-- Written request --
Will you transcribe all the entries word for word, skipping the pictures they hold?

Extracted records
========================================================================
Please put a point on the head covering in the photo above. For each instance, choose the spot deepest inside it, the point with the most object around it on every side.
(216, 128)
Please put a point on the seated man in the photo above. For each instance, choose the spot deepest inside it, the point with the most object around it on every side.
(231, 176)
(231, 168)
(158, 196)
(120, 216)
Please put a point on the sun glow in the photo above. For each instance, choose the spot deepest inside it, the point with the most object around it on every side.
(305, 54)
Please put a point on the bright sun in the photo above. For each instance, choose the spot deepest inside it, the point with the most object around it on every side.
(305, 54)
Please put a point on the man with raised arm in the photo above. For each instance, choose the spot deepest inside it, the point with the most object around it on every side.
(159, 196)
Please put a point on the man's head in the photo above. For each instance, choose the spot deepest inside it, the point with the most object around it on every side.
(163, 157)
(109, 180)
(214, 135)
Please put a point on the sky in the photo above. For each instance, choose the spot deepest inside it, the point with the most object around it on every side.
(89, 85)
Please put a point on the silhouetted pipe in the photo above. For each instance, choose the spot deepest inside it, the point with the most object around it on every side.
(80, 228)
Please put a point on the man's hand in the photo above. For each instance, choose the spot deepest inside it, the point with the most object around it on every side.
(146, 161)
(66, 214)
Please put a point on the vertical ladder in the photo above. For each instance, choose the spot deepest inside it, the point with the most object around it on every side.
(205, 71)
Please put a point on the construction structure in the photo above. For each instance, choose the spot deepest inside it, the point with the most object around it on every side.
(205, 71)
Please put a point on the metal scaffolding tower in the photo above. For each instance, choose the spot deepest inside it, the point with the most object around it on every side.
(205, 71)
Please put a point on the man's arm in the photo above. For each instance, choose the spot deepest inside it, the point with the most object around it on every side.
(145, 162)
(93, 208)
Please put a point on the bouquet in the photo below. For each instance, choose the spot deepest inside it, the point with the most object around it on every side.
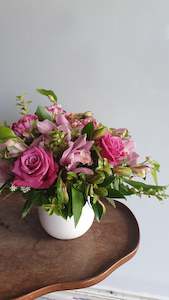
(60, 160)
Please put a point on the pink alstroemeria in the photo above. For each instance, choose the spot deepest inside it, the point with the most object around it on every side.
(63, 125)
(45, 126)
(78, 152)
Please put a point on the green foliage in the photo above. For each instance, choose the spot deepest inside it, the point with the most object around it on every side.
(88, 130)
(61, 193)
(43, 114)
(100, 191)
(155, 168)
(23, 105)
(49, 93)
(141, 188)
(6, 133)
(77, 204)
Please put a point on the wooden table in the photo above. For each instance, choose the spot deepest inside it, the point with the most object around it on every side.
(33, 264)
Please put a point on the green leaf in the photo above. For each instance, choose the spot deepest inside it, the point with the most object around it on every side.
(77, 204)
(61, 193)
(27, 207)
(146, 187)
(107, 181)
(97, 178)
(43, 114)
(49, 93)
(101, 191)
(112, 193)
(99, 210)
(6, 133)
(89, 130)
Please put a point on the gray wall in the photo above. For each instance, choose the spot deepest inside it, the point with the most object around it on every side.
(111, 57)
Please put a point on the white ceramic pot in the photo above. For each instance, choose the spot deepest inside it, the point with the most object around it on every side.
(60, 228)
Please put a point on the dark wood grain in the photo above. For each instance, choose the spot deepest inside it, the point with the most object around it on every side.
(33, 264)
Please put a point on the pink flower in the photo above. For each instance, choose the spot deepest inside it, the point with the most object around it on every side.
(112, 148)
(4, 171)
(132, 156)
(24, 126)
(78, 152)
(35, 168)
(63, 125)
========================================================================
-- Completed exercise --
Please put a point on the head covering in the photo above. For each instance, choose the spot deepest inside it, the point with the most object around it on every side.
(216, 128)
Please put a point on the seated man in the photo above. For each instance, choose the spot deepest inside it, the point with the most object around it on every side.
(231, 176)
(231, 168)
(158, 196)
(120, 216)
Please put a point on the sun glow in the photo above. For each instance, choose the spot deepest inside it, the point with the most object around it on every side.
(305, 54)
Please put a point on the bright sun in the photo above. For each instance, choose the spot deepest inside it, the point with the most object around it on every side.
(305, 54)
Please put a point on the man with raised arm in the photo above. For each instance, choose the spot deepest inside it, the point with the most object around it on every side.
(159, 196)
Please put a point on the man's head in the photo above. For each instance, choose the spot deepest inside it, the point with the most object around it on every side.
(163, 157)
(109, 180)
(214, 135)
Please put a point on the sky in the photo above. For each instance, choose the spot deepest inside it, the point with the most object around it on every side.
(89, 85)
Please put a point on the silhouetted pipe in the photo above. For each instance, choose the spot deepest inside it, the point with the most object around it on every side.
(80, 228)
Please put a point on the man's hand in the photo above. For each instance, choose the spot deepest inside it, the point with the most object around it on every side.
(146, 161)
(66, 214)
Please put a point on the vertical ladder in the photo above. For each instance, choose the spot deepest inside it, the point with the most object around it on every side.
(205, 71)
Please put a point on the construction structure in the photo above. For each instance, choose the spot deepest inside it, the point with the most object around it on every side.
(205, 71)
Please put a point on the metal scaffolding tower in the photo above. For each instance, choose the spot deepest inside it, the point with the most object around it on every side.
(205, 71)
Please put a point on the man's arm in the photo above. For each instance, choose the spot deepest inside it, the point with the most object around it on every side.
(145, 162)
(93, 208)
Please put a point on the bouquet in the photo below. For each instance, choose the spot deepest inside it, the point with the most object around it on every side.
(60, 160)
Please put a point on the pink alstroemeria in the photo above. For each instance, choose the spot deepest inside it, the point with the most object around it on every side.
(63, 125)
(45, 126)
(78, 152)
Please put a point on the green foliage in the photo above. For each instance, choose the spot deepest inside it, the point with the most object around it on every side.
(88, 130)
(61, 193)
(43, 114)
(100, 191)
(155, 168)
(23, 105)
(49, 93)
(141, 188)
(6, 133)
(77, 204)
Please put a point on the wooden table in the photo above. For each instance, choose the spot deepest inside it, the point with the most object around it on every side.
(33, 264)
Please put a point on the green leaf in the photo above. For each instance, choose the spot deepest inside it, the point with the most object around it on every side.
(77, 204)
(61, 193)
(27, 207)
(146, 187)
(107, 181)
(97, 178)
(43, 114)
(49, 93)
(101, 191)
(112, 193)
(99, 210)
(6, 133)
(89, 130)
Please put a point on the gray wall in the photo above. For each instance, choose the spot deepest inside it, the point with the most object around it on every side.
(111, 57)
Please put a point on the white ceramic pot in the photo above. For each instance, choose the spot deepest inside it, the point with the most object around it on every side.
(60, 228)
Please put a point on the dark wood grain in the photo above. For each instance, choose the spot deepest inside it, the point with the most object around it on every side.
(33, 264)
Please put a point on the pink flower in the photo above. For each instance, choose the spot deepest inside it, the point with the most object around it on every side.
(112, 148)
(4, 171)
(132, 156)
(24, 126)
(78, 152)
(35, 168)
(63, 125)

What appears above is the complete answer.